**TEXTO PARA LEITURA:**

════

Tribunal de Justiça: 28 de Maio de 1980, Kuhner/Comissão, 33/79 e 75/79, n.° 9; 17 de Janeiro de 1989, Vainker/Parlamento, 293/87, n.os 7 e 8

Tribunal de Primeira Instância: 12 de Dezembro de 2002, Morello/Comissão, T‑338/00 e T‑376/00, n.° 35; 10 de Junho de 2004, Eveillard/Comissão, T‑258/01, n.° 31; 14 de Outubro de 2004, Sandini/Tribunal de Justiça, T‑389/02, n.° 49; 7 de Junho de 2005, Cavallaro/Comissão, T‑375/02, n.os 63 a 66; 25 de Outubro de 2006, Staboli/Comissão, T‑281/04, n.° 26

Tribunal Geral: 9 de Dezembro de 2009, Comissão/Birkhoff, T‑377/08 P, n.os 50 a 59 e 64; 21 de Setembro de 2011, Adjemian e o./Comissão, T‑325/09 P, n.° 32

3.      Decorre do artigo 22.°, n.° 3, primeiro parágrafo, da Regulamentação relativa à cobertura dos riscos de acidente e de doença profissional dos funcionários que, para que a junta médica possa emitir validamente um parecer médico, é necessário que esteja em condições de tomar conhecimento de todos os documentos que lhe possam ser úteis para as suas apreciações. A junta médica pode pedir exames complementares e consultar peritos a fim de completar o processo que lhe foi confiado ou obter pareceres úteis para realizar a sua missão.

════

**DADOS FORNECIDOS:**
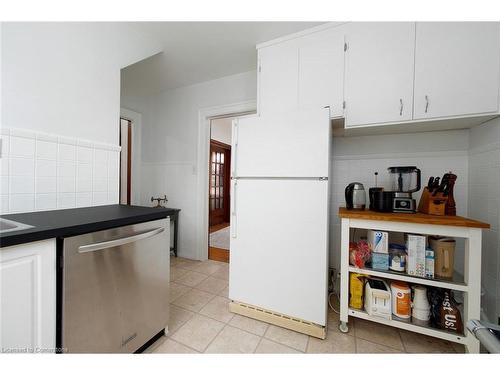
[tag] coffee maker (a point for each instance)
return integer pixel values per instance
(404, 181)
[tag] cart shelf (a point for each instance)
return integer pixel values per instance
(453, 226)
(447, 284)
(429, 331)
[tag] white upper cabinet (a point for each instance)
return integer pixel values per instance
(456, 68)
(28, 290)
(321, 71)
(278, 78)
(379, 72)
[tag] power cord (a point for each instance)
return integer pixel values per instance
(332, 293)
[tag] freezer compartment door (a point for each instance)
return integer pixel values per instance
(115, 288)
(295, 144)
(279, 246)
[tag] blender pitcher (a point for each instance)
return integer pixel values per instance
(404, 181)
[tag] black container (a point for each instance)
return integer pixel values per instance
(382, 201)
(371, 193)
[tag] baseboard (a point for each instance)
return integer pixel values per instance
(278, 319)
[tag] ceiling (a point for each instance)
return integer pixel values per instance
(200, 51)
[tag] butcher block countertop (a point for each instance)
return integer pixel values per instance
(418, 218)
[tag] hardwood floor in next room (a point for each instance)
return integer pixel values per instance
(200, 322)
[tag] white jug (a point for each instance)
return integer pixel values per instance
(421, 309)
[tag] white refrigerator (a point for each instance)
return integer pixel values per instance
(279, 213)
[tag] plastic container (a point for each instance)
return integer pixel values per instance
(356, 287)
(397, 257)
(444, 256)
(421, 309)
(401, 301)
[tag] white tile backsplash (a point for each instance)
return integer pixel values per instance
(46, 185)
(67, 152)
(44, 171)
(84, 154)
(66, 200)
(21, 203)
(21, 166)
(20, 146)
(46, 150)
(22, 184)
(46, 168)
(45, 201)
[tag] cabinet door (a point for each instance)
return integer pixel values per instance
(28, 290)
(379, 72)
(278, 78)
(456, 68)
(321, 71)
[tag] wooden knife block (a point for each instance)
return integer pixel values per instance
(432, 205)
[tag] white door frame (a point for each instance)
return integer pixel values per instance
(135, 186)
(202, 182)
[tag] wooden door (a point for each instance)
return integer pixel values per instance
(220, 159)
(379, 72)
(456, 68)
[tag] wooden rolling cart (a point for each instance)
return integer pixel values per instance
(452, 226)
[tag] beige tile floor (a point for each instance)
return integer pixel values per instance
(200, 322)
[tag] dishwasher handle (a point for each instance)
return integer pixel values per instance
(120, 241)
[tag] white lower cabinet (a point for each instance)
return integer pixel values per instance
(28, 297)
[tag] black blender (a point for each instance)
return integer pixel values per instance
(405, 181)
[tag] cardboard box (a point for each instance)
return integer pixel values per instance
(379, 241)
(415, 245)
(429, 263)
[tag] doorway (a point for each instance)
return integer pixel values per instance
(125, 161)
(219, 172)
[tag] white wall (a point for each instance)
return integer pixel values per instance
(64, 78)
(220, 130)
(169, 143)
(357, 158)
(60, 103)
(484, 205)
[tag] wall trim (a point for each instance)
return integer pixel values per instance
(484, 148)
(392, 155)
(204, 117)
(30, 134)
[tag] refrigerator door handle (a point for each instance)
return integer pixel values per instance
(235, 148)
(233, 209)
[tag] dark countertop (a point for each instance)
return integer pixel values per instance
(75, 221)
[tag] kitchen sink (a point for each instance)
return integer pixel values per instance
(10, 226)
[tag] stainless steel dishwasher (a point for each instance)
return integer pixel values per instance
(115, 288)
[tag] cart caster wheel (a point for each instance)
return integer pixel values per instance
(343, 327)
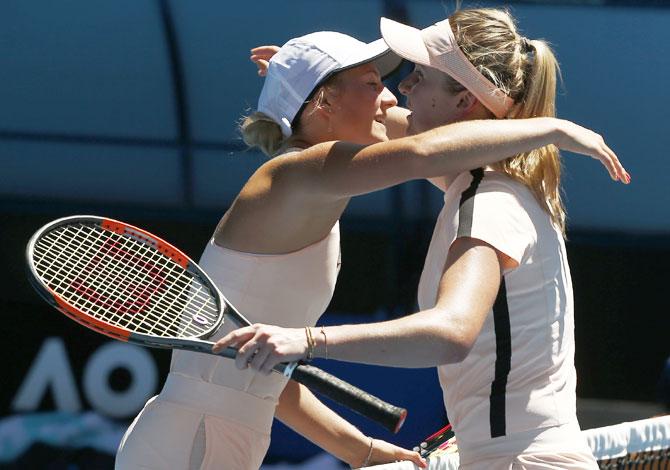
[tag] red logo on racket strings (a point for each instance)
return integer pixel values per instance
(119, 289)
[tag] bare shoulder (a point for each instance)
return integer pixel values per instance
(272, 216)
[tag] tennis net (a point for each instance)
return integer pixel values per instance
(638, 445)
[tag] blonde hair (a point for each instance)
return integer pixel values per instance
(260, 130)
(527, 71)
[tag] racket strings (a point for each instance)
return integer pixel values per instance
(106, 282)
(125, 282)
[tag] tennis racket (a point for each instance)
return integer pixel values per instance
(132, 286)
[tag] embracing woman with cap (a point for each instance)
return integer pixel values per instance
(495, 294)
(275, 253)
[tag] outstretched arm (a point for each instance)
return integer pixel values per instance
(300, 410)
(333, 170)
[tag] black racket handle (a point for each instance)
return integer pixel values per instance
(320, 381)
(389, 416)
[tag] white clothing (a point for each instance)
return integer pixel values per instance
(210, 414)
(515, 391)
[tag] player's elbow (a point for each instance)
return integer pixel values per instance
(457, 343)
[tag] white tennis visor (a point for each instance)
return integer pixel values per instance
(435, 46)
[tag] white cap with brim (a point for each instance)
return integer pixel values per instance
(304, 63)
(435, 46)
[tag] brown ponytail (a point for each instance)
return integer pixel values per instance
(527, 71)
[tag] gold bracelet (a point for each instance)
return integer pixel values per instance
(367, 459)
(325, 341)
(310, 343)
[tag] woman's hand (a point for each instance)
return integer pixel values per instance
(261, 55)
(385, 452)
(578, 139)
(261, 347)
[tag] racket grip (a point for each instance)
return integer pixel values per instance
(376, 409)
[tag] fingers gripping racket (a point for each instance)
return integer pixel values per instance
(126, 283)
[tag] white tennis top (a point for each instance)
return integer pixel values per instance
(515, 391)
(291, 290)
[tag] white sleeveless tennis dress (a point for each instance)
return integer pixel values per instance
(210, 415)
(512, 400)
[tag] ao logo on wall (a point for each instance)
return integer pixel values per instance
(51, 372)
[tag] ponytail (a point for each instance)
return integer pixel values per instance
(527, 72)
(259, 130)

════

**ATIVIDADES:**
1) Reproduza palavra por palavra o trecho do texto jurídico que vai de "Tribunal Geral: 9" até "a sua missão.".
2) Prossiga o texto jurídico a partir da sua última frase.
Os dados vêm de outra fonte.

**RESPOSTAS:**
1)
Tribunal Geral: 9 de Dezembro de 2009, Comissão/Birkhoff, T‑377/08 P, n.os 50 a 59 e 64; 21 de Setembro de 2011, Adjemian e o./Comissão, T‑325/09 P, n.° 32

3.      Decorre do artigo 22.°, n.° 3, primeiro parágrafo, da Regulamentação relativa à cobertura dos riscos de acidente e de doença profissional dos funcionários que, para que a junta médica possa emitir validamente um parecer médico, é necessário que esteja em condições de tomar conhecimento de todos os documentos que lhe possam ser úteis para as suas apreciações. A junta médica pode pedir exames complementares e consultar peritos a fim de completar o processo que lhe foi confiado ou obter pareceres úteis para realizar a sua missão.

2)
Por outro lado, quando se afigura, atendendo designadamente à particular complexidade das questões médicas que lhe são submetidas, que os dados necessários para o cumprimento da sua missão não constam, de forma clara e concordante, do processo que lhe foi confiado, cabe à junta médica recolher todas as informações úteis à sua apreciação. A este respeito, no caso em que os membros da junta médica não possuam conhecimentos particulares em relação às doenças em questão, a junta médica está obrigada a reunir toda a documentação que lhe possa ser útil para fundamentar as suas apreciações e, sendo caso disso, a pedir exames complementares e a consultar especialistas nessas doenças.

(cf. n.os 63 a 65)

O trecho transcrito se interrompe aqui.